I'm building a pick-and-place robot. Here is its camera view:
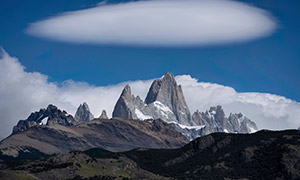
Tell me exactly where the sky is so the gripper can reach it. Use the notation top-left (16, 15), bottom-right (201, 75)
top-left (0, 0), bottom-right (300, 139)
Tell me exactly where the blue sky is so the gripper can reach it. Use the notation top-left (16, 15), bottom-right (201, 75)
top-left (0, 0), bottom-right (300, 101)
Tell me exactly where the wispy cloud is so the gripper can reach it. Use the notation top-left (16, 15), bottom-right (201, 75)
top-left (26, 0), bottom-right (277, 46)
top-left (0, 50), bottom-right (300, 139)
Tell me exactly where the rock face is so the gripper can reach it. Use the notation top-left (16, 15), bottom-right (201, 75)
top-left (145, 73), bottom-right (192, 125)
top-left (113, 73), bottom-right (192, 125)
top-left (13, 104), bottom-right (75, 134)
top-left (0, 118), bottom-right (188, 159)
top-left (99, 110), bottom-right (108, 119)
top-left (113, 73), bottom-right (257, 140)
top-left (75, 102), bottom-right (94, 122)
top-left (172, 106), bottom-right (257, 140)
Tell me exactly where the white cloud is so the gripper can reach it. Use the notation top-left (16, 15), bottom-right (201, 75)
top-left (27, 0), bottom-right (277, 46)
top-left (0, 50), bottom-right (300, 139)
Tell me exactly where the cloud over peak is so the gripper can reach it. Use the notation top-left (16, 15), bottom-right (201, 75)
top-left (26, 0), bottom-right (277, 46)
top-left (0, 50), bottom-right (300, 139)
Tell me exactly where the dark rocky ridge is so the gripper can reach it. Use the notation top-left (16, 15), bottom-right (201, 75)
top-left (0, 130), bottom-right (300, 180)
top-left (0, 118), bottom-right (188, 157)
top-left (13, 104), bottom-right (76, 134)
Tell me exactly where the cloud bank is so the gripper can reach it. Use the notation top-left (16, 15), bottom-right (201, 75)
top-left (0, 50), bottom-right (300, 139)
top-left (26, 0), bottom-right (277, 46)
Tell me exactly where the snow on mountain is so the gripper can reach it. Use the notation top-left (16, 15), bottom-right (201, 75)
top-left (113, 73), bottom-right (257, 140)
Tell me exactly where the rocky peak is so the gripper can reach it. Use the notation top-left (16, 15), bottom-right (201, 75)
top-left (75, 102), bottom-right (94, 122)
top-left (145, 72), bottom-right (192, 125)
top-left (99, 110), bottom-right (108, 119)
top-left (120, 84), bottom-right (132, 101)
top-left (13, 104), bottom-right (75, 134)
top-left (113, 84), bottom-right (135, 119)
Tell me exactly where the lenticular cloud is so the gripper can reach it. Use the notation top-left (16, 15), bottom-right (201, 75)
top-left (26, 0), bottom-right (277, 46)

Objective:
Render every line of the records above as a JSON array of strings, with one string per line and no entries for blank lines. Omit the picture from the output.

Solved exercise:
[
  "I'm building a pick-and-place robot. Here is its camera view:",
  "Tell me exactly where the sky is so the gripper can reach it. Use the notation top-left (16, 15), bottom-right (201, 75)",
  "top-left (0, 0), bottom-right (300, 139)",
  "Tell me exactly where the blue sky is so the gripper can reach it. Use the notation top-left (16, 15), bottom-right (201, 75)",
  "top-left (0, 0), bottom-right (300, 101)",
  "Tell me exactly where the wispy cloud is so the gripper can reach it. Use the notation top-left (16, 15), bottom-right (201, 75)",
  "top-left (26, 0), bottom-right (277, 46)",
  "top-left (0, 50), bottom-right (300, 139)",
  "Tell me exactly where the rock face is so the gripper can reach it. Use the notation top-left (16, 15), bottom-right (201, 75)",
  "top-left (145, 73), bottom-right (192, 125)",
  "top-left (113, 73), bottom-right (192, 125)",
  "top-left (13, 104), bottom-right (75, 134)",
  "top-left (0, 118), bottom-right (188, 159)",
  "top-left (99, 110), bottom-right (108, 119)",
  "top-left (113, 73), bottom-right (257, 140)",
  "top-left (75, 102), bottom-right (94, 122)",
  "top-left (172, 106), bottom-right (257, 140)",
  "Tell me exactly where the white cloud is so the gripper can reach it. Use the notation top-left (16, 15), bottom-right (201, 75)",
  "top-left (27, 0), bottom-right (277, 46)",
  "top-left (0, 50), bottom-right (300, 139)",
  "Tell me exactly where the cloud over peak is so the gripper can reach it. Use the notation top-left (16, 15), bottom-right (201, 75)",
  "top-left (26, 0), bottom-right (277, 46)",
  "top-left (0, 50), bottom-right (300, 139)",
  "Tell me exactly where the dark rocky ridge is so the gripper can reach it. Use the notation top-left (16, 15), bottom-right (201, 75)",
  "top-left (0, 130), bottom-right (300, 180)",
  "top-left (0, 118), bottom-right (188, 157)",
  "top-left (13, 104), bottom-right (76, 134)",
  "Tell me exactly where the cloud bank is so the gripper can reach it. Use the notation top-left (16, 15), bottom-right (201, 75)",
  "top-left (0, 50), bottom-right (300, 139)",
  "top-left (26, 0), bottom-right (277, 46)",
  "Tell me exactly where the snow on mountain is so the gripper can reach it. Use the notation top-left (16, 15), bottom-right (201, 75)",
  "top-left (113, 73), bottom-right (257, 140)",
  "Tell me exactly where the rocky peak is so the gripper can reach it. Use the notation top-left (16, 15), bottom-right (201, 75)",
  "top-left (75, 102), bottom-right (94, 122)",
  "top-left (145, 72), bottom-right (192, 125)",
  "top-left (99, 110), bottom-right (108, 119)",
  "top-left (120, 84), bottom-right (132, 101)",
  "top-left (13, 104), bottom-right (75, 134)",
  "top-left (113, 84), bottom-right (135, 119)",
  "Tell me exactly where the lenticular cloud is so the gripper can reach it. Use the notation top-left (16, 15), bottom-right (201, 75)",
  "top-left (26, 0), bottom-right (277, 46)"
]